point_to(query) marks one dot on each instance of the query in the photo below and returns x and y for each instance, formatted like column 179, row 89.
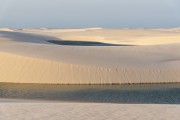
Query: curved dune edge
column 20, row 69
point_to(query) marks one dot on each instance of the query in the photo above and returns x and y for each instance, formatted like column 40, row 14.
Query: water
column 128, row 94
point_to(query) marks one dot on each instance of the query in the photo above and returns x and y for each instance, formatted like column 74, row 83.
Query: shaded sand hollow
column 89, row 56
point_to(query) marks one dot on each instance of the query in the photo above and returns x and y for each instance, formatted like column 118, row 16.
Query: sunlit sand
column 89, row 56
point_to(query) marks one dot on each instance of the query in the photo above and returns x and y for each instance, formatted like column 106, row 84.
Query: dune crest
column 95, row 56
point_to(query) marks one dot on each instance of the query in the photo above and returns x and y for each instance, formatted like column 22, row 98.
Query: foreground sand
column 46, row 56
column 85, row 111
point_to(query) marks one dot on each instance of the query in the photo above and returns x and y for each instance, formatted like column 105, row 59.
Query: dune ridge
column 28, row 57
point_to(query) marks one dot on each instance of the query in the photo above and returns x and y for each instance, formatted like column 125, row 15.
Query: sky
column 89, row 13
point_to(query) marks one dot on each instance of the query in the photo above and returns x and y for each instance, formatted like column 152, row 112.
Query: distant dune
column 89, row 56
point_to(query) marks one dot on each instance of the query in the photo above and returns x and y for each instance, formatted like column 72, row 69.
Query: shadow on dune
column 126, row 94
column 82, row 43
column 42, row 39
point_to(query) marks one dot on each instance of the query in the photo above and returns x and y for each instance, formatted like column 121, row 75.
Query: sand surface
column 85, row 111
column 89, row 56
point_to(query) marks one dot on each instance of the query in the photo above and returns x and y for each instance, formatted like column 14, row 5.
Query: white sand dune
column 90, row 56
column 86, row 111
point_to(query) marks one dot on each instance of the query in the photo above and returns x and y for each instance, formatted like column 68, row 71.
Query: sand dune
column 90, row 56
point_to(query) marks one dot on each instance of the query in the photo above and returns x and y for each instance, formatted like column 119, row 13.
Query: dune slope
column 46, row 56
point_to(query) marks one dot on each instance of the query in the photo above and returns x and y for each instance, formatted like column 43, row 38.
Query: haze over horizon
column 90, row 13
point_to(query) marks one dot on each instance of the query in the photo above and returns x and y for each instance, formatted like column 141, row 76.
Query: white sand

__________________________________________________

• Stated task:
Turn all of the data above into a numbered list with one line per number, skipping blank lines and leaving out the pictures.

• Result of the exercise:
1. point_to(query) marks one dot on each instance of the query in the photo below and returns x and y for each instance, formatted like column 179, row 89.
2. Query: curved dune edge
3. column 20, row 69
4. point_to(query) marks one dot on each instance of the query in the photo above and returns x and y for each instance, formatted like column 40, row 14.
5. Query: water
6. column 128, row 94
7. point_to(query) marks one dot on each instance of the query in the photo above and returns x and y for each instance, formatted like column 74, row 83.
8. Query: shaded sand hollow
9. column 89, row 56
10. point_to(query) marks one dot on each instance of the query in the photo above and returns x and y for each instance, formatted like column 118, row 16.
11. Query: sunlit sand
12. column 89, row 56
13. point_to(query) marks one dot on each instance of the query in the photo above and returns x and y for each instance, formatted like column 106, row 84.
14. Query: dune crest
15. column 95, row 56
16. point_to(query) marks one dot on each instance of the query in the photo above and returns x and y for each instance, formatted like column 22, row 98.
17. Query: foreground sand
18. column 46, row 56
19. column 85, row 111
20. point_to(query) marks one dot on each instance of the query in the photo above and returns x and y for each instance, formatted like column 105, row 59.
21. Query: dune ridge
22. column 28, row 57
23. point_to(query) marks one dot on each instance of the query in the photo above and returns x and y for each instance, formatted like column 125, row 15.
24. Query: sky
25. column 89, row 13
26. point_to(query) marks one dot on each instance of the query in the photo above and returns x and y for each instance, formatted like column 152, row 112.
27. Query: distant dune
28. column 89, row 56
29. point_to(query) marks one dot on each instance of the query in the photo above and returns x and y for each instance, formatted like column 72, row 69.
30. Query: shadow on dune
31. column 126, row 94
32. column 82, row 43
33. column 42, row 39
34. point_to(query) marks one dot on each instance of the query in the photo above and returns x and y for each instance, formatted like column 121, row 75.
35. Query: sand surface
36. column 85, row 111
37. column 89, row 56
38. point_to(query) marks one dot on each instance of the query in the photo above and returns x and y for each instance, formatted like column 14, row 5.
39. Query: white sand dune
40. column 90, row 56
41. column 86, row 111
42. point_to(query) marks one dot on each instance of the query in the photo above and returns x and y for each instance, formatted like column 68, row 71.
43. Query: sand dune
44. column 90, row 56
45. point_to(query) marks one dot on each instance of the query in the photo above and returns x and y for each instance, formatted like column 119, row 13.
46. Query: dune slope
47. column 46, row 56
48. point_to(query) marks one dot on each instance of the query in the photo above and returns x and y for each instance, formatted like column 43, row 38.
49. Query: haze over horizon
50. column 90, row 13
51. point_to(query) marks one dot on each instance of the query in the photo above and returns x and y for each instance, formatted like column 141, row 76.
52. Query: white sand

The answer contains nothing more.